Exercise: Copy exactly the last part of the entries, starting from the line with "Teacher note: please indicate the goat nostril" and including the final line.

[START]

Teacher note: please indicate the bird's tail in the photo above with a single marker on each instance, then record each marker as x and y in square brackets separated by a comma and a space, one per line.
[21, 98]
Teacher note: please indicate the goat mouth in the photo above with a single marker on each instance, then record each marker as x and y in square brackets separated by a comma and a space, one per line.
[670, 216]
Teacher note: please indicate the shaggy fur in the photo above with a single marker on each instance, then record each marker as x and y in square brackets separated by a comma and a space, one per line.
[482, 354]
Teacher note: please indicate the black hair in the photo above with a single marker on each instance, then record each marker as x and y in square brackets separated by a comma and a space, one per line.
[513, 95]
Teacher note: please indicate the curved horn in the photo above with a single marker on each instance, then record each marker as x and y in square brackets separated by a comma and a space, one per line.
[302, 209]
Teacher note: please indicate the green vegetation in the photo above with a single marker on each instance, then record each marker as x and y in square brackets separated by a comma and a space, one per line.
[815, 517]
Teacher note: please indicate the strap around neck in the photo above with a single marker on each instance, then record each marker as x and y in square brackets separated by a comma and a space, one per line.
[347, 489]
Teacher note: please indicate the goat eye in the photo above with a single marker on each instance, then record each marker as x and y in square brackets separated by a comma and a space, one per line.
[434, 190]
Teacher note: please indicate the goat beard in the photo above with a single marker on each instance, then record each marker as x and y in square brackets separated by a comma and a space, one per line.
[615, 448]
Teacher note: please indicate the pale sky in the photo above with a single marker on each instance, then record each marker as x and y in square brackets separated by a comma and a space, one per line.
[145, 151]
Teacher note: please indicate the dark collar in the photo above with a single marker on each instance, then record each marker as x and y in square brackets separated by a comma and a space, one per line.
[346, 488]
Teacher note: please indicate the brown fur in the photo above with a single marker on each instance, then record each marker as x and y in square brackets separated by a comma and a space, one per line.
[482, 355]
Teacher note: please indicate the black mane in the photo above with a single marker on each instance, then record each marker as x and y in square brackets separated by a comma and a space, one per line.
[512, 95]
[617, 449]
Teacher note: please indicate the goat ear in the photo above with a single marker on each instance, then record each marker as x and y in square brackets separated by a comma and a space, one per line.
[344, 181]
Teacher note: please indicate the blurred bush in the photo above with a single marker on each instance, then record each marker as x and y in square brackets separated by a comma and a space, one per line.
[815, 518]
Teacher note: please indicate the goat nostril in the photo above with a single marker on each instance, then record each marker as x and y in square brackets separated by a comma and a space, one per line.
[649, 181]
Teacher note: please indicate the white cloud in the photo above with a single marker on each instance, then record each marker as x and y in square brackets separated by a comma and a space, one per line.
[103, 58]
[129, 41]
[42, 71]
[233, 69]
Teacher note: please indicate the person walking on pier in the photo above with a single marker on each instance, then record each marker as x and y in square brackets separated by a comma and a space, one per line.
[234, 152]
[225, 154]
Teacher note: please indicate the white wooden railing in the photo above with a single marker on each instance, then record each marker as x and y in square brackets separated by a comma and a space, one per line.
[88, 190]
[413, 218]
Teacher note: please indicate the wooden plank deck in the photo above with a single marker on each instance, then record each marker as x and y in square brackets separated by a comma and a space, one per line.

[END]

The solution:
Teacher note: please indicate the goat nostril in the photo above with a single marker on each instance, then record each marker as x and y in square brackets separated by a comma and a space, one per line.
[649, 181]
Teacher note: please indicate the white cloud in the photo above with a single marker on each instance, then record each marker as x and y in square brackets separated by a comma and a space, one per line.
[103, 58]
[129, 41]
[42, 71]
[233, 69]
Teacher note: please indicate the person walking on pier in the photo above with a single marker on each instance, then record each marker as x and y in square brackets separated by a comma and a space, one per line.
[234, 152]
[225, 154]
Teacher note: please indicate the white wooden railing in the photo above with a single marker on each instance, then record each marker as x and y in square brackets separated by a comma and a space, one per line.
[88, 190]
[413, 218]
Teacher note: please indicate the wooden plank deck in the photo above with a single marker on each instance, then record each marker as x and y in square brackets separated by a comma and a space, one per line.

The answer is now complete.